When I first started working on a biography of Steve Jobs, he told me: “I always thought of myself as a humanities person as a kid, but I liked electronics. Then I read something that one of my heroes, Edwin Land of Polaroid, said about the importance of people who could stand at the intersection of humanities and sciences, and I decided that’s what I wanted to do.”[iii]
It used to be common for creative people to stand at this intersection. Leonardo da Vinci was the exemplar, and his famous drawing of the Vitruvian Man became the symbol, of the connection between the humanities and the sciences. “Leonardo was both artist and scientist, because in his day there was no distinction,” writes science historian Arthur I. Miller in his forthcoming book, Colliding Worlds.
Part of his talent as both a scientist and humanist [Benjamin Franklin] was his facility as a clear writer, and he crafted the words we still use for electrical flow: positive and negative charges, battery, condenser, conductor.
Because he was a humanist, he looked for ways that his science could benefit society. He lamented to a friend that he was “chagrined” that the electricity experiments “have hitherto been able to discover nothing in the way of use to mankind.” [...]
Wouldn't Ben have been surprised, if he could have seen the world that surrounds us today ... the one powered by Electricity and the machines that help us think, learn, and organize ... survive.

== Goal 1 ==
Pull out every line of the entries that contains the string "query".
== Goal 2 ==
Continue the passage about standing at the intersection of the humanities and the sciences, starting after its last sentence.

== Excerpted data ==
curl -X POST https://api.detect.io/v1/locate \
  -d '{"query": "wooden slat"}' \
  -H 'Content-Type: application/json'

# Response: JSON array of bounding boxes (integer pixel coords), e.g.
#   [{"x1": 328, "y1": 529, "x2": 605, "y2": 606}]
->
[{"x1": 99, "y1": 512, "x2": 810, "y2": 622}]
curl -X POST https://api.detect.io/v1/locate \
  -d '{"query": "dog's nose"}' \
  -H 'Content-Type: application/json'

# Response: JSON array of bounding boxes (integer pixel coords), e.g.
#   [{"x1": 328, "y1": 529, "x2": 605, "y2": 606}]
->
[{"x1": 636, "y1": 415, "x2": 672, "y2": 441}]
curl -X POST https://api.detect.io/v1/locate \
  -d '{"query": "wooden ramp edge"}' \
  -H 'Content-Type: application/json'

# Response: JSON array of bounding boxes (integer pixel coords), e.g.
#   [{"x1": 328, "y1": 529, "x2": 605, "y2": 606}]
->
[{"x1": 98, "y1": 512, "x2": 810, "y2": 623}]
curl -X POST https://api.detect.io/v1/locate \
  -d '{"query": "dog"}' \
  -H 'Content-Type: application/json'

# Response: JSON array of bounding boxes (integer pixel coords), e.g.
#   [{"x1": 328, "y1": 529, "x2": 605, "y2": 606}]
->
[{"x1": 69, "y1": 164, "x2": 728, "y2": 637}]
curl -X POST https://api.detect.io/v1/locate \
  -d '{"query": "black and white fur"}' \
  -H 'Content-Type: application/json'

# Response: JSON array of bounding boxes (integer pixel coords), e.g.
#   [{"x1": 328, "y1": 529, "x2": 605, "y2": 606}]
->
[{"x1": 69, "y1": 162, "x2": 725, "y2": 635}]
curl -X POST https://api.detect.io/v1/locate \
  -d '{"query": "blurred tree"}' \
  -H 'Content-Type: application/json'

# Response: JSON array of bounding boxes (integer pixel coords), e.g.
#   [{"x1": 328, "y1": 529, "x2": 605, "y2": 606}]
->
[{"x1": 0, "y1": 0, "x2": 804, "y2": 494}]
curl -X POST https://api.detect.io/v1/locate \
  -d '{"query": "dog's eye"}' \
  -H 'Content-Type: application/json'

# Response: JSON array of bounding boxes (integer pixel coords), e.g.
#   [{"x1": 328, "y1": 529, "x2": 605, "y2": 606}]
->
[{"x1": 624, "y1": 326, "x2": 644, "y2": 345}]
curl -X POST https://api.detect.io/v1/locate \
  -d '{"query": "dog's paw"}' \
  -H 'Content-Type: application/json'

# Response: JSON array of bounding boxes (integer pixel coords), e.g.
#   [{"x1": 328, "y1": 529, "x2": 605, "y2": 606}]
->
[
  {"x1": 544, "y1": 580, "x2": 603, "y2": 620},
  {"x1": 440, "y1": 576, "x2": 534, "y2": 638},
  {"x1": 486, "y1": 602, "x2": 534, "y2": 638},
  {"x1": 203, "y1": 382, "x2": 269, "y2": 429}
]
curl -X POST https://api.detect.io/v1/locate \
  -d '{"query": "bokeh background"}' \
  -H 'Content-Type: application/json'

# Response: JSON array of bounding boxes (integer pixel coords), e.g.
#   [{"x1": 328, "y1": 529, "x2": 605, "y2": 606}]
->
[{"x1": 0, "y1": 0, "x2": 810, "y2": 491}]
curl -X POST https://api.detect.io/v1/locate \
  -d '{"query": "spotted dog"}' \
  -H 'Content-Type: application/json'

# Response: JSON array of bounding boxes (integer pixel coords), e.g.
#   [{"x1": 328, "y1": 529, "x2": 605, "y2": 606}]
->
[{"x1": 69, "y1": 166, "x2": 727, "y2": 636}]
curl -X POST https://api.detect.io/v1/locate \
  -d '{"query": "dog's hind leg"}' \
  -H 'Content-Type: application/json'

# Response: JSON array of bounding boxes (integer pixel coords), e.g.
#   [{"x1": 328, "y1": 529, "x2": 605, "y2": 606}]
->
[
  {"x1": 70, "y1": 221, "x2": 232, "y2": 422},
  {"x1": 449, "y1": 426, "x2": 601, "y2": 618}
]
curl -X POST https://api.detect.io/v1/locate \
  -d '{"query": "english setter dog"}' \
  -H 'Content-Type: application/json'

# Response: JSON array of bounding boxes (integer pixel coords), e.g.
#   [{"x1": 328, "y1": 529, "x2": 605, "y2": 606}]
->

== Exercise output 1 ==
  -d '{"query": "wooden slat"}' \
  -d '{"query": "dog's nose"}' \
  -d '{"query": "wooden ramp edge"}' \
  -d '{"query": "dog"}' \
  -d '{"query": "black and white fur"}' \
  -d '{"query": "blurred tree"}' \
  -d '{"query": "dog's eye"}' \
  -d '{"query": "dog's paw"}' \
  -d '{"query": "bokeh background"}' \
  -d '{"query": "spotted dog"}' \
  -d '{"query": "dog's hind leg"}' \
  -d '{"query": "english setter dog"}' \

== Exercise output 2 ==
Vitruvian Man -- from Wikipedia
This image exemplifies the blend of art and science during the Renaissance and provides the perfect example of Leonardo's deep understanding of proportion. In addition, this picture represents a cornerstone of Leonardo's attempts to relate man to nature. Encyclopaedia Britannica online states, "Leonardo envisaged the great picture chart of the human body he had produced through his anatomical drawings and Vitruvian Man as a cosmografia del minor mondo (cosmography of the microcosm). He believed the workings of the human body to be an analogy for the workings of the universe."
The drawing itself is often used as an implied symbol of the essential symmetry of the human body, and by extension, of the universe as a whole.
Artist Leonardo da Vinci
Year c. 1490
Type Pen and ink with wash over metalpoint on paper
At the intersection of the Arts and Sciences ... we will find Invention, Creativity, and the solutions to so many human problems.
Science without Art is sterile.
Creativity without Science is futile.
Must be why we have two different halves to our brains ... wonder what lives there, between them ... at the intersection of those untapped domains?
Perhaps ... Inspiration, hope, and opportunity?